* Exercise goal: Your task is to output all the records below, word for word.

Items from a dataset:

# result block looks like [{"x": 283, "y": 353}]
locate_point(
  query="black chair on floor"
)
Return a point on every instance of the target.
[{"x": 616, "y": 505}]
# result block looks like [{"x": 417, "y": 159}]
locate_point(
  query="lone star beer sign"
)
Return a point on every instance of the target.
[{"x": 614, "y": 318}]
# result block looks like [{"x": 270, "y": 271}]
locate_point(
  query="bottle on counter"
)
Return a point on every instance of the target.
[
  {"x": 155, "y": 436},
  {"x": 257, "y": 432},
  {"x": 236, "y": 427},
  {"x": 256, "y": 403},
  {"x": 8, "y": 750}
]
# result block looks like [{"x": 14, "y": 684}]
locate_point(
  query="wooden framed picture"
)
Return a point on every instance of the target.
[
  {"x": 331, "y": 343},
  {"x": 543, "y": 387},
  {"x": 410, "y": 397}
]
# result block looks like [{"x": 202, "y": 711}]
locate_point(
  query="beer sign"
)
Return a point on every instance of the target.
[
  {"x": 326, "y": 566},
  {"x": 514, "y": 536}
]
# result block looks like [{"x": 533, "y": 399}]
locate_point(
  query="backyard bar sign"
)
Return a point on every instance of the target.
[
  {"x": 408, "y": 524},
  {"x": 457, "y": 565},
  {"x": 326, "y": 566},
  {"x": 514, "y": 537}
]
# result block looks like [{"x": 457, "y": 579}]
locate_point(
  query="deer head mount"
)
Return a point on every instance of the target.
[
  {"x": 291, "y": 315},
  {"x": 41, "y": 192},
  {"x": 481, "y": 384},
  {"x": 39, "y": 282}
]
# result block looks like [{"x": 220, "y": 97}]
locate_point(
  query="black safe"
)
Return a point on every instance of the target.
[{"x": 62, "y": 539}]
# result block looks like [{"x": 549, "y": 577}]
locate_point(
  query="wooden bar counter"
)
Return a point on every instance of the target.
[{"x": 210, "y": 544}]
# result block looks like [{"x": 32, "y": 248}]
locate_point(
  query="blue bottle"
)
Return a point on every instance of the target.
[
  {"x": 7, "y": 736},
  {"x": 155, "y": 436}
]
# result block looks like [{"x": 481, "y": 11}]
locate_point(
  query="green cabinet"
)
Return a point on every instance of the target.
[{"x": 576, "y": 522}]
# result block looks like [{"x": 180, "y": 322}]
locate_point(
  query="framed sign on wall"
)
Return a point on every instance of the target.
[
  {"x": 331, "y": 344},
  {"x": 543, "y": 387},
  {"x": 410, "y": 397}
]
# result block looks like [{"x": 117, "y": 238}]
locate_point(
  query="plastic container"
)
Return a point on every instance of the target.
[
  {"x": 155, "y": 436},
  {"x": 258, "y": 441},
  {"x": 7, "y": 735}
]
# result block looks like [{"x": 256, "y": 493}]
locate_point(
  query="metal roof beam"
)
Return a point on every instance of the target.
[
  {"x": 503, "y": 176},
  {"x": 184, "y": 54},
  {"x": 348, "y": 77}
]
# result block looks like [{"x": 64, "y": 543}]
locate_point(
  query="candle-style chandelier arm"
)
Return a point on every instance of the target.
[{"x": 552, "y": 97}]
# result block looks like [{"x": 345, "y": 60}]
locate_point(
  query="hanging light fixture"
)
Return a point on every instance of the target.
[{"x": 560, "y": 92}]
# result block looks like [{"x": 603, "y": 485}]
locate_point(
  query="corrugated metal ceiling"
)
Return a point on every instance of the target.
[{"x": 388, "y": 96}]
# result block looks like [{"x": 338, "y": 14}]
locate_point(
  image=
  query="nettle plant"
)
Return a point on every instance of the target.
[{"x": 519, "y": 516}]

* Exercise answer:
# result block looks like [{"x": 283, "y": 353}]
locate_point(
  query="black chair on floor"
)
Return a point on every instance of the target.
[{"x": 616, "y": 505}]
# result block looks like [{"x": 417, "y": 159}]
locate_point(
  query="lone star beer sign"
)
Return a point on every instance of the target.
[{"x": 614, "y": 318}]
# result block looks like [{"x": 270, "y": 271}]
locate_point(
  query="bottle on counter"
)
Return a point on every instance of the target.
[
  {"x": 155, "y": 436},
  {"x": 257, "y": 432},
  {"x": 236, "y": 427},
  {"x": 256, "y": 403},
  {"x": 8, "y": 750}
]
# result block looks like [{"x": 14, "y": 684}]
locate_point(
  query="wooden framed picture"
)
Return a point on every instance of the target.
[
  {"x": 331, "y": 343},
  {"x": 543, "y": 387},
  {"x": 410, "y": 397}
]
# result block looks like [{"x": 202, "y": 711}]
locate_point(
  query="beer sign"
)
Return a point on every instance of the target.
[
  {"x": 326, "y": 566},
  {"x": 514, "y": 536}
]
# result block looks like [{"x": 533, "y": 399}]
locate_point(
  query="backyard bar sign"
)
Return a point on every instance of the target.
[
  {"x": 408, "y": 524},
  {"x": 457, "y": 565},
  {"x": 326, "y": 566},
  {"x": 514, "y": 537}
]
# result block looks like [{"x": 457, "y": 579}]
locate_point(
  query="deer head mount"
)
Return a point on every instance of the target.
[
  {"x": 291, "y": 315},
  {"x": 41, "y": 192},
  {"x": 481, "y": 384},
  {"x": 39, "y": 282}
]
# result block looks like [{"x": 220, "y": 97}]
locate_point(
  query="black safe"
)
Return a point on every instance of the target.
[{"x": 62, "y": 539}]
# result block looks like [{"x": 549, "y": 577}]
locate_point(
  query="wooden bar counter"
)
Return a point on every instance of the target.
[{"x": 210, "y": 544}]
# result block looks like [{"x": 32, "y": 248}]
locate_point(
  query="blue bottle"
)
Return a point on every instance of the target.
[
  {"x": 7, "y": 736},
  {"x": 155, "y": 436}
]
# result block looks like [{"x": 481, "y": 11}]
locate_point(
  query="green cabinet"
)
Return a point on every instance of the target.
[{"x": 576, "y": 522}]
# result block looks like [{"x": 180, "y": 322}]
locate_point(
  query="framed sign on wall"
)
Return a point on every instance of the target.
[
  {"x": 331, "y": 344},
  {"x": 543, "y": 387},
  {"x": 410, "y": 397}
]
# result block looks like [{"x": 117, "y": 238}]
locate_point(
  query="plastic container"
)
Return a point on every instance of the target.
[
  {"x": 155, "y": 436},
  {"x": 258, "y": 441},
  {"x": 7, "y": 735}
]
# result block looks like [{"x": 256, "y": 493}]
locate_point(
  query="metal roof beam"
)
Return a point on every instance of the target.
[
  {"x": 503, "y": 176},
  {"x": 184, "y": 54},
  {"x": 348, "y": 77}
]
# result block looks like [{"x": 64, "y": 543}]
locate_point(
  query="candle-style chandelier arm"
)
Return a point on every instance of the target.
[{"x": 552, "y": 97}]
# result block looks like [{"x": 345, "y": 60}]
locate_point(
  query="hanging light fixture"
)
Return a point on every instance of the target.
[{"x": 560, "y": 92}]
# result block looks like [{"x": 603, "y": 485}]
locate_point(
  query="corrugated metal ceiling"
)
Return a point on every instance of the target.
[{"x": 388, "y": 96}]
# result block looks like [{"x": 338, "y": 14}]
locate_point(
  image=
  query="nettle plant"
)
Return a point on every instance of the target.
[{"x": 519, "y": 516}]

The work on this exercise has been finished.